━━━━━ EXTRACTED INFORMATION

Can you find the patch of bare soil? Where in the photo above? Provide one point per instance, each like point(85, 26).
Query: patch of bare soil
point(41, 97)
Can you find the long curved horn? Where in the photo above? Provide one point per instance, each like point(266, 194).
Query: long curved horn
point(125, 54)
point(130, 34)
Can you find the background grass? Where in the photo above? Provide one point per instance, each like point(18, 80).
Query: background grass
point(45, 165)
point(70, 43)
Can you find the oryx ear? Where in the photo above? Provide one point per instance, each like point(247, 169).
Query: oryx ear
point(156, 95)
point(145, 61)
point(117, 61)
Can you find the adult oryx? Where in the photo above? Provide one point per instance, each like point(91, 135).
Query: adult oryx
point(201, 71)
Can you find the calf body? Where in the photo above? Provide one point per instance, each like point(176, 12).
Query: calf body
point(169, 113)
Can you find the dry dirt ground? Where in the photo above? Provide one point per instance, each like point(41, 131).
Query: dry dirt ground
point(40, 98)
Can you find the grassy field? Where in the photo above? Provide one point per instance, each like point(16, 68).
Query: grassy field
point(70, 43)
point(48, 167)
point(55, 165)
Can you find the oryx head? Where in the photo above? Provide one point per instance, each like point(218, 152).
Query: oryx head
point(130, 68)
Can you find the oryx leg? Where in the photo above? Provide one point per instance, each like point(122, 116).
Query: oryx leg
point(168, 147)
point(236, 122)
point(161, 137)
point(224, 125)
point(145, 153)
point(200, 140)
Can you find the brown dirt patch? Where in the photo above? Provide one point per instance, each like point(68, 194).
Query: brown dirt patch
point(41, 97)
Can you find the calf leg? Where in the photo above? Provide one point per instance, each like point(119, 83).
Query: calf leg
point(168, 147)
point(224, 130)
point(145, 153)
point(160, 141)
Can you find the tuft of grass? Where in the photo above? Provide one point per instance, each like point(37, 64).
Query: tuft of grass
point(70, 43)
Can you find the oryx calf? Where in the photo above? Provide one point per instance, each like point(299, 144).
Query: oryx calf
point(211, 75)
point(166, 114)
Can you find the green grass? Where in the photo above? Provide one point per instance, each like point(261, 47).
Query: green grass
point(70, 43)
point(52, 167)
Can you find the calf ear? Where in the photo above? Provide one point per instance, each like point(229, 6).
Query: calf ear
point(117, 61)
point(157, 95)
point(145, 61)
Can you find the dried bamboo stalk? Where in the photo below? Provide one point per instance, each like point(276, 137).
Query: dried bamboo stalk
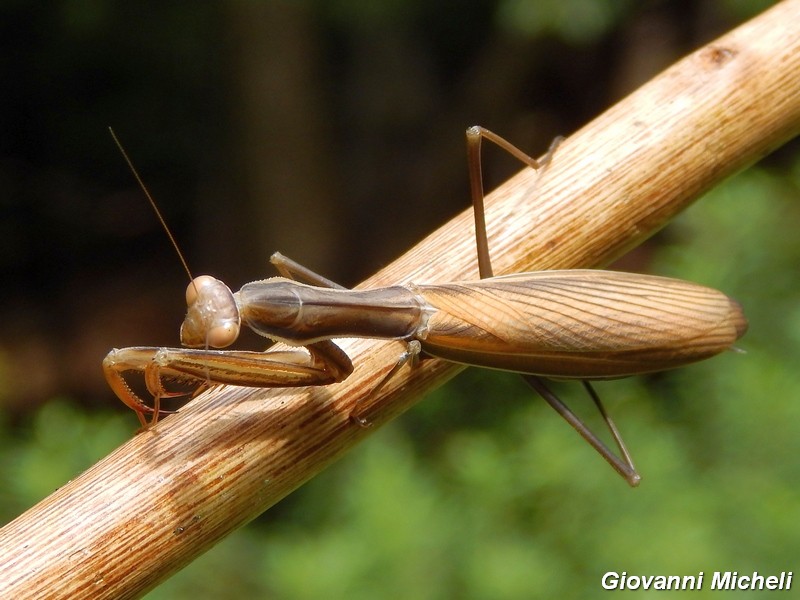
point(169, 494)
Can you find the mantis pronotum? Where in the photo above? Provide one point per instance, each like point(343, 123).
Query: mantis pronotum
point(571, 324)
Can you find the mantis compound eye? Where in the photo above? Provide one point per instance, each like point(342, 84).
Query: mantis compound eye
point(212, 319)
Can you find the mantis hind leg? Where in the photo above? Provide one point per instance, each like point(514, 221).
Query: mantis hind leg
point(621, 464)
point(475, 135)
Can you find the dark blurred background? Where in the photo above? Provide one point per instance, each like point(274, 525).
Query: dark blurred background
point(333, 132)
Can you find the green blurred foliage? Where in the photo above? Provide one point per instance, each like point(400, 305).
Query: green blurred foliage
point(479, 491)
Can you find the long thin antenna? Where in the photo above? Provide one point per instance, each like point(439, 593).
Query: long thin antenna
point(152, 202)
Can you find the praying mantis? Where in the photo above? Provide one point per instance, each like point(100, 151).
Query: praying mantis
point(564, 324)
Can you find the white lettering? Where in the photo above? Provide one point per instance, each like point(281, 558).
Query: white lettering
point(610, 581)
point(722, 581)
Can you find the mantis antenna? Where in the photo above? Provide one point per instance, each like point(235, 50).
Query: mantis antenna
point(152, 202)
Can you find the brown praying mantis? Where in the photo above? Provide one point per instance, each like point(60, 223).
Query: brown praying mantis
point(564, 324)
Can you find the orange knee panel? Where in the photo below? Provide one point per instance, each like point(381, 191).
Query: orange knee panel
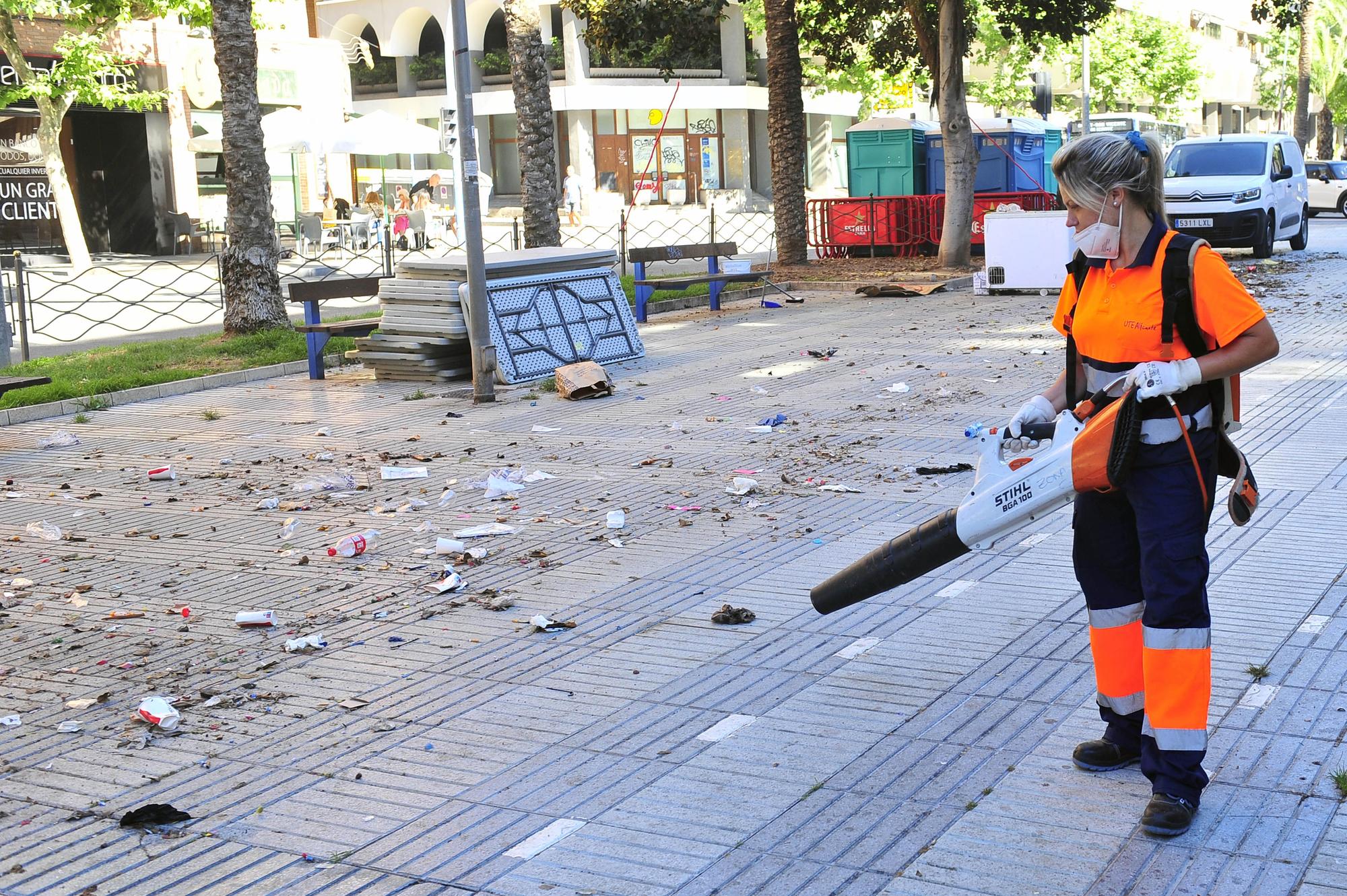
point(1178, 687)
point(1117, 654)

━━━━━━━━━━

- [WHAT YOU ARE ASKED TO DO] Retype the entries verbatim and drop the pictures.

- [ANSWER FOR THIS EXERCISE]
Can you find the patch of bare soil? Where in the photo above? Provide one point per instance, each like point(85, 26).
Query: patch of bare soil
point(41, 97)
Can you find the long curved horn? Where in the photo above? Provide one point per instance, each like point(266, 194).
Query: long curved horn
point(125, 54)
point(130, 34)
Can you find the background grass? Where in the photo above? Provide one point per instance, each like point(18, 80).
Query: background grass
point(45, 165)
point(70, 43)
Can you find the oryx ear? Where in the photo above? Provide one point per instance, each like point(247, 169).
Query: oryx ear
point(156, 95)
point(145, 61)
point(117, 61)
Can you find the adult oryx? Where in the photo above? Provide one point per instance, each like point(91, 135).
Query: adult oryx
point(201, 71)
Can you find the calf body? Where in the photo above? Provide one point per instance, each like point(176, 12).
Query: calf body
point(169, 113)
Can you find the dry dirt ground? Where in the photo above? Provide one point per instance, each like point(41, 131).
Query: dry dirt ground
point(40, 98)
Can you find the grassy field? Where in the photo above? Provide one point per instance, each like point(16, 68).
Query: grassy field
point(70, 43)
point(48, 167)
point(55, 165)
Can you find the oryx head? Where in the photo above? Provide one point per instance, each like point(218, 152).
Query: oryx head
point(130, 68)
Can you find the oryx leg? Where in the photo above? Provide one point per instance, each like point(122, 116).
Query: oryx leg
point(168, 147)
point(236, 122)
point(161, 137)
point(224, 125)
point(145, 153)
point(200, 140)
Can you find the brown dirt patch? Where in the photo above? Provide one point per instance, each like point(68, 194).
Query: brown dirt patch
point(41, 97)
Can you find the calf leg? Where in the photo above? Provide one point per instance, each like point(119, 83).
Query: calf leg
point(168, 147)
point(224, 130)
point(145, 153)
point(160, 141)
Can you find the tuft of grass? Where in the photo above? Provide one point per instance, each like point(37, 64).
Query: tuft of grass
point(70, 43)
Can you find the oryx calf? Where in the photo above? Provide one point per instance, each like point(299, 144).
Query: oryx calf
point(211, 75)
point(166, 114)
Can you find the green grass? Where in the photo above? Provide one point per instance, each like point(261, 47).
Query: green grass
point(70, 43)
point(52, 167)
Can you find the calf ear? Where in the photo above? Provide one point per instance, each like point(229, 6).
Query: calf ear
point(117, 61)
point(157, 95)
point(145, 61)
Can you find the dried bamboo stalk? Where in the photo below? Provide one point per instance, each like point(276, 137).
Query: dried bamboo stalk
point(169, 494)
Can you find the mantis pronotum? Where in the photo above? Provide one point per instance, each like point(343, 123).
Query: mantis pronotum
point(571, 324)
Can you find the mantis compound eye? Where in the photo above? Provide one point per instance, each like point(342, 84).
Query: mantis compound eye
point(212, 319)
Can you find the mantis hind leg? Where in the photo above? Provide one point per instance, each like point(514, 221).
Query: mantis hind leg
point(621, 464)
point(475, 135)
Can you find the dark blurred background? Where in the photo above? Provide one point per instance, each like point(274, 525).
Query: dark blurred background
point(333, 132)
Can you find the green blurred foliage? Where in the photo above? Provide one point per instance, each like point(400, 305).
Query: green blurred foliage
point(479, 491)
Can you find the long thin antenna? Where in the photo above? Provide one point per instance, each like point(439, 593).
Query: long thin antenna
point(152, 202)
Can you find the praying mantis? Where in the photo above? Provide one point per instance, each like point(100, 151).
Query: praying mantis
point(564, 324)
Can you find the white lettering? Where in the photo above? Provide one point per instance, each like point(281, 558).
Query: white lettering
point(610, 581)
point(722, 581)
Can you find the mantis antenna? Where in the photo above? Provide one point per instance, each like point(235, 50).
Query: mantis antenna
point(152, 202)
Can you find the brown praying mantis? Where in the photo above? Provide one point per instance, each like point(60, 223).
Query: brown praying mantis
point(564, 324)
Can you find the orange knee panel? Where in the photo below? Provide one point per instance, each like point(381, 191).
Query: orange knee panel
point(1178, 687)
point(1117, 654)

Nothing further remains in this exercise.